WHAT TO PRODUCE: Please turn every line of the entries below into a Markdown table with the columns Row and Line. Number the rows in order and leave out any blank lines.

Stored data entries
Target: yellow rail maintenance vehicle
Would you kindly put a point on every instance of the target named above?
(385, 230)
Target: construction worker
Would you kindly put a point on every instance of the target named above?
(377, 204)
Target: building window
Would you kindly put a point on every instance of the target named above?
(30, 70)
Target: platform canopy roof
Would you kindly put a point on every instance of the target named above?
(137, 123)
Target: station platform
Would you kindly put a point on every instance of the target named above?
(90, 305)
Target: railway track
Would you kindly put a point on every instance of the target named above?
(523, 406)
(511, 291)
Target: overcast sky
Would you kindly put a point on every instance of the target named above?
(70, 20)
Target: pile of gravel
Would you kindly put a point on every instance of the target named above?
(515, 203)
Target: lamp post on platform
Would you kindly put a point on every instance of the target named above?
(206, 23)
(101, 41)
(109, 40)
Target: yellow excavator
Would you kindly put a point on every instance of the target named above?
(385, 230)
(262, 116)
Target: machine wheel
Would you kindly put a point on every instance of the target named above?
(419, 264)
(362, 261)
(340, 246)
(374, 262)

EXERCISE SOLUTION:
| Row | Line |
|---|---|
| 1 | Target: yellow rail maintenance vehicle |
| 2 | Would you kindly put a point on every instance of the target named above? |
| 3 | (385, 230) |
| 4 | Target: construction worker |
| 5 | Would you kindly put a point on every instance of the target named above? |
| 6 | (377, 204) |
| 7 | Target: building window |
| 8 | Would you kindly put a point on every instance of the target named above? |
| 9 | (30, 70) |
| 10 | Target: platform canopy roof |
| 11 | Would you kindly put a point on every instance of the target named above? |
| 12 | (137, 123) |
| 13 | Target: station platform |
| 14 | Would you kindly put a point on every instance of the target named above? |
| 15 | (90, 305) |
| 16 | Target: railway track |
| 17 | Would you kindly put a point on every instance of the target named above? |
| 18 | (523, 406) |
| 19 | (511, 291) |
| 20 | Target: overcast sky |
| 21 | Would you kindly put a point on every instance of the target named above? |
| 22 | (70, 20) |
| 23 | Target: pile of gravel |
| 24 | Would you kindly put a point on every instance of the target named above? |
| 25 | (515, 203) |
| 26 | Target: lamp post on platform |
| 27 | Would you kindly put a point on every instance of the target named above? |
| 28 | (206, 23) |
| 29 | (101, 41) |
| 30 | (109, 40) |
| 31 | Target: yellow excavator |
| 32 | Would you kindly put a point on every instance of the target named above? |
| 33 | (385, 230) |
| 34 | (262, 116) |
| 35 | Target: machine wheel |
| 36 | Would you kindly put a point on every instance of the target named above? |
| 37 | (419, 264) |
| 38 | (362, 261) |
| 39 | (340, 246) |
| 40 | (374, 262) |